--- Your goal ---
List every line in the rows below that contains the word "black", copying each line in full.

═══ Material ═══

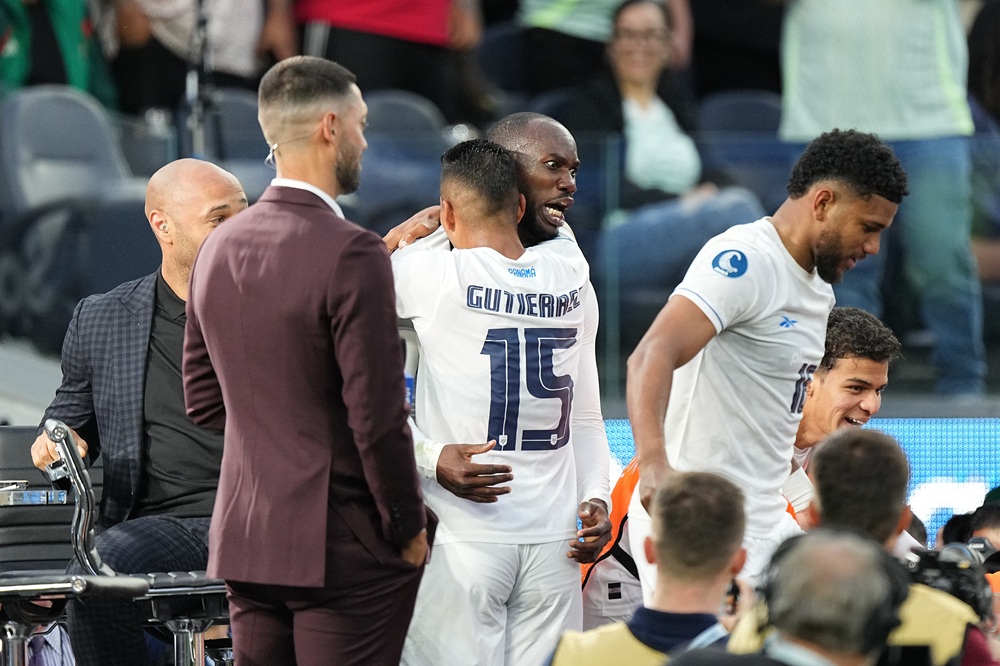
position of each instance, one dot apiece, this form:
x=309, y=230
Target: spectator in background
x=151, y=45
x=861, y=478
x=984, y=102
x=897, y=68
x=832, y=597
x=985, y=525
x=50, y=41
x=666, y=200
x=565, y=41
x=404, y=44
x=697, y=546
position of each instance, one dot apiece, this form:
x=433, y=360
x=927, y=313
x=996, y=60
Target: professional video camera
x=956, y=569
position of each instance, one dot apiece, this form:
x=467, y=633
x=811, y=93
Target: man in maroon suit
x=291, y=346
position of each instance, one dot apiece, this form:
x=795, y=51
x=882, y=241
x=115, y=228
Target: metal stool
x=187, y=603
x=21, y=614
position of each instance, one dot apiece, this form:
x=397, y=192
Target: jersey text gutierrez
x=531, y=305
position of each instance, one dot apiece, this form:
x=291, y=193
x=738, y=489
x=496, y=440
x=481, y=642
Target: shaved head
x=177, y=181
x=185, y=200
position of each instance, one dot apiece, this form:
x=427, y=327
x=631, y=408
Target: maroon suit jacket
x=291, y=325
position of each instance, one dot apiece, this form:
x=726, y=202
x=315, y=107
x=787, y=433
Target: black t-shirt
x=182, y=460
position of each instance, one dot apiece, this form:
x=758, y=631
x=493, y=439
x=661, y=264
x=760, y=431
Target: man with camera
x=696, y=545
x=860, y=479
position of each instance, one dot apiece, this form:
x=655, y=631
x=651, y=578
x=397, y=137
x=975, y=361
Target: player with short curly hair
x=719, y=381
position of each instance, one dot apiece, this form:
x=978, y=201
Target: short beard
x=530, y=231
x=348, y=172
x=828, y=268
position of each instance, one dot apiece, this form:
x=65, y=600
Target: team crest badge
x=730, y=263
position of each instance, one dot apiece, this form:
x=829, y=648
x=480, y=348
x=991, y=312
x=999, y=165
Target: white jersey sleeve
x=590, y=440
x=727, y=280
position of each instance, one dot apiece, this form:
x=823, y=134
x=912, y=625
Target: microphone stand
x=198, y=90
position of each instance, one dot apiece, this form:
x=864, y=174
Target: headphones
x=884, y=617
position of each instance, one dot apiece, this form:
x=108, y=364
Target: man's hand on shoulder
x=596, y=531
x=43, y=450
x=422, y=224
x=651, y=475
x=463, y=478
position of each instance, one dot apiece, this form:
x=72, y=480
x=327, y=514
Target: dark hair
x=485, y=168
x=302, y=80
x=698, y=524
x=852, y=332
x=629, y=3
x=986, y=517
x=860, y=161
x=984, y=58
x=860, y=478
x=917, y=530
x=835, y=589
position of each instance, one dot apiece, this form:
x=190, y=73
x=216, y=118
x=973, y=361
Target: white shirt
x=302, y=185
x=507, y=353
x=735, y=407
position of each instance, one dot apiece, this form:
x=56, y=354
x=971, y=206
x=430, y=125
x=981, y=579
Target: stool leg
x=189, y=642
x=15, y=644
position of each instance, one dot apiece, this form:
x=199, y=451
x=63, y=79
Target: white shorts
x=759, y=551
x=612, y=593
x=487, y=604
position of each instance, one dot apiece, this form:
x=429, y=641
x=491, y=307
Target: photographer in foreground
x=860, y=478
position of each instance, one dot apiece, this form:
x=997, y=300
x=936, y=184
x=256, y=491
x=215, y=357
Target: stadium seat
x=235, y=141
x=402, y=111
x=739, y=135
x=406, y=135
x=551, y=102
x=73, y=221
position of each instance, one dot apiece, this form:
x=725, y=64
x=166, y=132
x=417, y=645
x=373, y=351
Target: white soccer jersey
x=735, y=407
x=503, y=346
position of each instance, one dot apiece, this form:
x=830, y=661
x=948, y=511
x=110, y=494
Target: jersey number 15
x=503, y=346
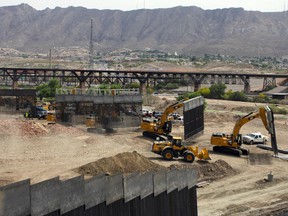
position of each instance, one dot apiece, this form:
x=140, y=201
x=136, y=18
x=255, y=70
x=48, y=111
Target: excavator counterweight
x=231, y=143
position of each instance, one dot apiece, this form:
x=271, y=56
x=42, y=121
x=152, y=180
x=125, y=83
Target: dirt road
x=31, y=150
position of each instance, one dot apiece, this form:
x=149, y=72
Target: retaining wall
x=169, y=193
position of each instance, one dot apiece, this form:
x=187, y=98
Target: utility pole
x=50, y=58
x=91, y=51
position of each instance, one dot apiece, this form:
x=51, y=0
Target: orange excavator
x=231, y=143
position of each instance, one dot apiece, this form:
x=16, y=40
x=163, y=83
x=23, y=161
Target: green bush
x=278, y=110
x=238, y=96
x=217, y=91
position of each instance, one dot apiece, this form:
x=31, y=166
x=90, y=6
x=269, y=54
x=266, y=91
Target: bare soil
x=236, y=185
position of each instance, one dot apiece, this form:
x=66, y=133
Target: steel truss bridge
x=14, y=77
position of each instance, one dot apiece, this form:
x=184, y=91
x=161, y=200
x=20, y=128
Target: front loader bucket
x=204, y=154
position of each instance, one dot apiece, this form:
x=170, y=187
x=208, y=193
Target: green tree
x=238, y=96
x=205, y=92
x=48, y=90
x=217, y=91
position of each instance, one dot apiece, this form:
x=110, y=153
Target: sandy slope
x=57, y=150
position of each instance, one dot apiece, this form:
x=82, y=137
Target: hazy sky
x=255, y=5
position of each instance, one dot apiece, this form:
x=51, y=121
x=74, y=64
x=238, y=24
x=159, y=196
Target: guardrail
x=96, y=92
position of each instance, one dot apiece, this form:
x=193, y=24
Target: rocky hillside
x=188, y=30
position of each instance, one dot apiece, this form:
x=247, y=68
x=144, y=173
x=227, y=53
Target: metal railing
x=97, y=92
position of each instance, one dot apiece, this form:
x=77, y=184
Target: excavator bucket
x=204, y=154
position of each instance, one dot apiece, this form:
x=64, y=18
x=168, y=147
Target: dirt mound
x=219, y=117
x=214, y=171
x=61, y=129
x=24, y=129
x=245, y=109
x=127, y=162
x=207, y=171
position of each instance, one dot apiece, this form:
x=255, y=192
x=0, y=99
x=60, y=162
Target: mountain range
x=185, y=30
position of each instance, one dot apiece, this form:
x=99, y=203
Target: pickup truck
x=255, y=138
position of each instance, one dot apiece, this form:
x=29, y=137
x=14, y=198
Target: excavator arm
x=249, y=117
x=232, y=144
x=169, y=110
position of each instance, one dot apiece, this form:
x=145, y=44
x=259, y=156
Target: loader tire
x=168, y=154
x=189, y=157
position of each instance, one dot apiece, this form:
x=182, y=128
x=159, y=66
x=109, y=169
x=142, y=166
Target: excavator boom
x=231, y=144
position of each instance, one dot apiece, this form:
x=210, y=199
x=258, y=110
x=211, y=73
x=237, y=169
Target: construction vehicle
x=174, y=149
x=231, y=143
x=162, y=127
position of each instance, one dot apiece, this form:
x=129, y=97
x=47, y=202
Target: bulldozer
x=161, y=128
x=175, y=149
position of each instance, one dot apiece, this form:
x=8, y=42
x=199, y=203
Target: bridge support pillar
x=269, y=83
x=197, y=86
x=143, y=89
x=14, y=84
x=247, y=88
x=246, y=81
x=82, y=85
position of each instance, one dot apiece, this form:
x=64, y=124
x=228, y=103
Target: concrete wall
x=161, y=193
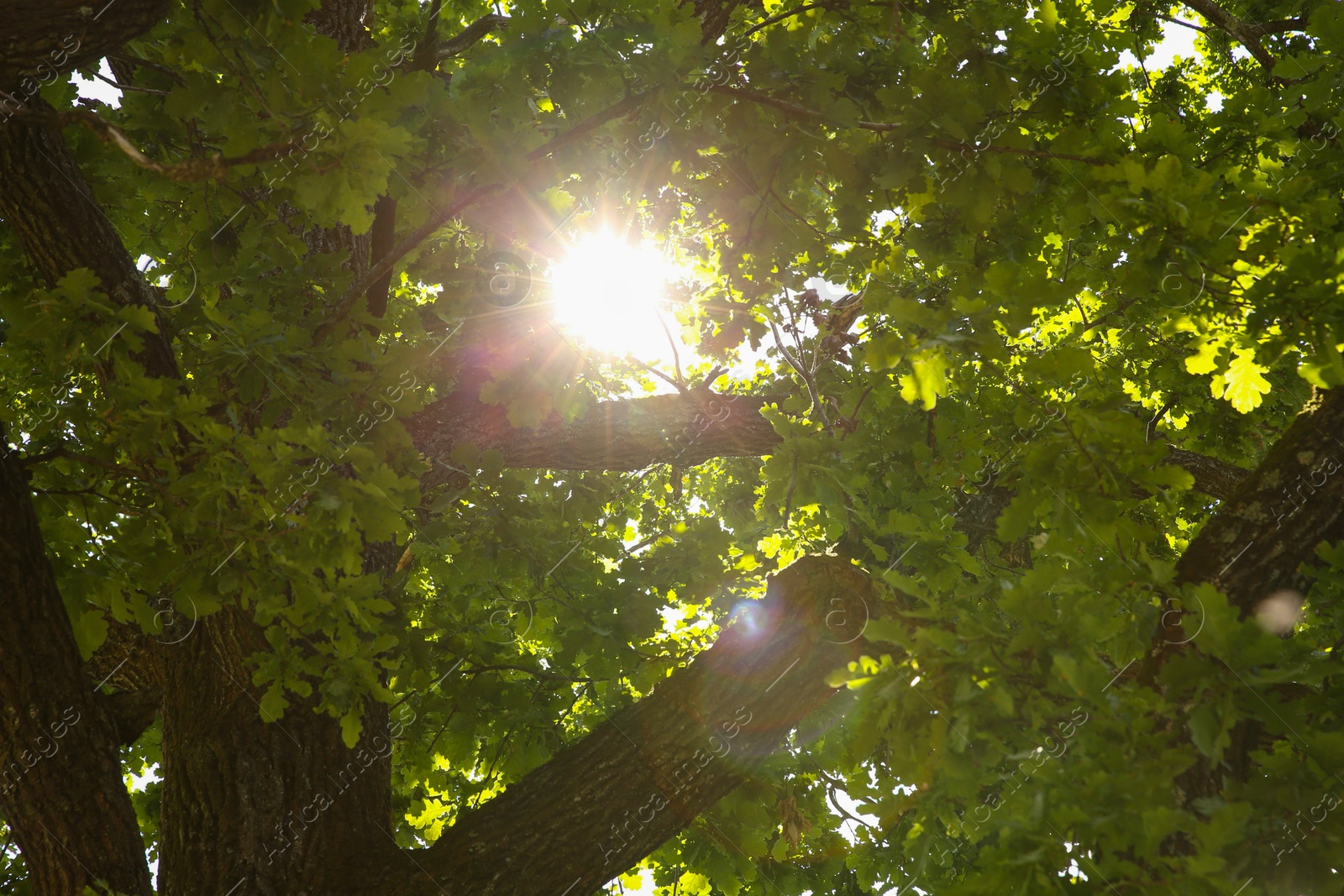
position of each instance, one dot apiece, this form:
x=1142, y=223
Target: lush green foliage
x=1117, y=244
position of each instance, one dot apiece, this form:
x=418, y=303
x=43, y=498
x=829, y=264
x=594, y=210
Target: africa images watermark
x=46, y=748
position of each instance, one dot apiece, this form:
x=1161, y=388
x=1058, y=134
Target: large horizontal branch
x=632, y=434
x=212, y=167
x=1258, y=542
x=45, y=38
x=616, y=795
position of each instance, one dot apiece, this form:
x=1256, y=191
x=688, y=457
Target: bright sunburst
x=608, y=295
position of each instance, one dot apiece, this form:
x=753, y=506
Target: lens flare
x=608, y=295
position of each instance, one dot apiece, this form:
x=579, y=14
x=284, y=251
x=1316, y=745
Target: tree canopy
x=964, y=539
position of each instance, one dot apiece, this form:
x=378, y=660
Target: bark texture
x=615, y=795
x=276, y=806
x=60, y=788
x=45, y=38
x=46, y=201
x=1257, y=543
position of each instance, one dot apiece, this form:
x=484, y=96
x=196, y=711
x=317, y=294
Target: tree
x=1005, y=570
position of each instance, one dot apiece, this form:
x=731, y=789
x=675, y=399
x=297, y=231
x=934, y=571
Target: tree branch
x=1234, y=27
x=615, y=795
x=612, y=436
x=470, y=35
x=803, y=112
x=1258, y=543
x=45, y=38
x=62, y=228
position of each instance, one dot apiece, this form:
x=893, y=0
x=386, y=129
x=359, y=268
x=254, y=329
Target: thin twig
x=676, y=383
x=781, y=16
x=1159, y=416
x=100, y=76
x=806, y=375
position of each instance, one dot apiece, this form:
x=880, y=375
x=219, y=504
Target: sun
x=609, y=295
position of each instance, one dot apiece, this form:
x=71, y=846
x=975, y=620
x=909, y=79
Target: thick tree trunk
x=45, y=199
x=631, y=785
x=60, y=786
x=279, y=806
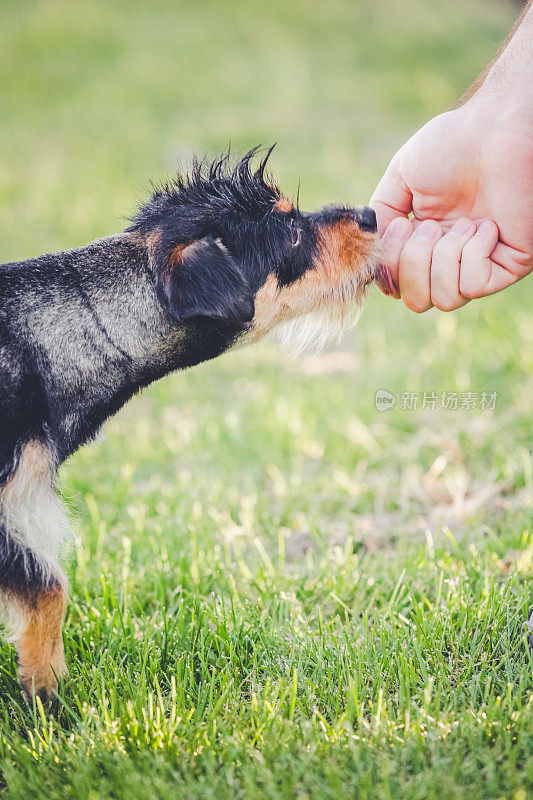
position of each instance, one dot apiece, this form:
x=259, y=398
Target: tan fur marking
x=40, y=647
x=35, y=462
x=343, y=253
x=284, y=205
x=30, y=507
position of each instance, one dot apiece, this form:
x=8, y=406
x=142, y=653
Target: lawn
x=282, y=591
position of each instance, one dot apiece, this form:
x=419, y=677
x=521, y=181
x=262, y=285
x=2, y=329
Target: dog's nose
x=366, y=219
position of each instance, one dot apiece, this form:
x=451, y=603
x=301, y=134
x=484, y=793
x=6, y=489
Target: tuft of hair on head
x=219, y=182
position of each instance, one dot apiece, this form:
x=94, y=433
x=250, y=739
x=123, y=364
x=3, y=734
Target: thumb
x=392, y=198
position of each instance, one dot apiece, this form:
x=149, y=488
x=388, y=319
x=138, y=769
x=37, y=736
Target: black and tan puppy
x=212, y=261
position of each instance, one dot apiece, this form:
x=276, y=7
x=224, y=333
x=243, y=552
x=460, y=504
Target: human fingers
x=415, y=266
x=487, y=268
x=392, y=197
x=479, y=275
x=394, y=238
x=445, y=265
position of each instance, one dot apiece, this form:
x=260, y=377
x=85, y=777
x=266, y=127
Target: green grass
x=282, y=592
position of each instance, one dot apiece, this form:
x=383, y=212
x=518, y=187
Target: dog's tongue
x=384, y=280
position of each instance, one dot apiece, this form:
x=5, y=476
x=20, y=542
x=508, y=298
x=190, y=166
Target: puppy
x=214, y=260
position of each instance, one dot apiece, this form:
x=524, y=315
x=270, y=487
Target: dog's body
x=210, y=262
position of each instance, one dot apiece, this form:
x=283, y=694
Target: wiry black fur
x=81, y=331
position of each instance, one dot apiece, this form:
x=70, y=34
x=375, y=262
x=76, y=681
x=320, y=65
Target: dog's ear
x=201, y=279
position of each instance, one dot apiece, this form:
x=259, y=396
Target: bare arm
x=467, y=179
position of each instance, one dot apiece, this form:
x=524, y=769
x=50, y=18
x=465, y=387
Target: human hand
x=456, y=174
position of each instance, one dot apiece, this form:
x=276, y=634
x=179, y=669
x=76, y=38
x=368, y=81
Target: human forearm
x=508, y=80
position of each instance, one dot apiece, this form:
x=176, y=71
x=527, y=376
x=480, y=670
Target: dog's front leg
x=33, y=588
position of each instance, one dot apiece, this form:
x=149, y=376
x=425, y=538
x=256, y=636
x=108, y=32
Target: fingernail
x=486, y=227
x=399, y=229
x=429, y=229
x=462, y=226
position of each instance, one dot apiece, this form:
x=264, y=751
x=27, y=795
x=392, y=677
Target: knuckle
x=471, y=292
x=415, y=304
x=443, y=303
x=448, y=248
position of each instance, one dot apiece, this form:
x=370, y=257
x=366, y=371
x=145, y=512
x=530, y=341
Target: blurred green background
x=270, y=482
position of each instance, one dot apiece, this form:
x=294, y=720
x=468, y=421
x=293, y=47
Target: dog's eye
x=295, y=233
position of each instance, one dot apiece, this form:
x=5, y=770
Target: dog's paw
x=41, y=679
x=528, y=629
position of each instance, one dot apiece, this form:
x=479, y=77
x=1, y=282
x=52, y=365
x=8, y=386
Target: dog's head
x=235, y=257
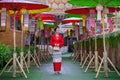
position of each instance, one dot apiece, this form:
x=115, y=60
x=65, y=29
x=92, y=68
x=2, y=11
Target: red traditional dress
x=57, y=39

═══

--- Worked answer ---
Target: black t-shirt
Target: black and tan puppy
Target: wiry black fur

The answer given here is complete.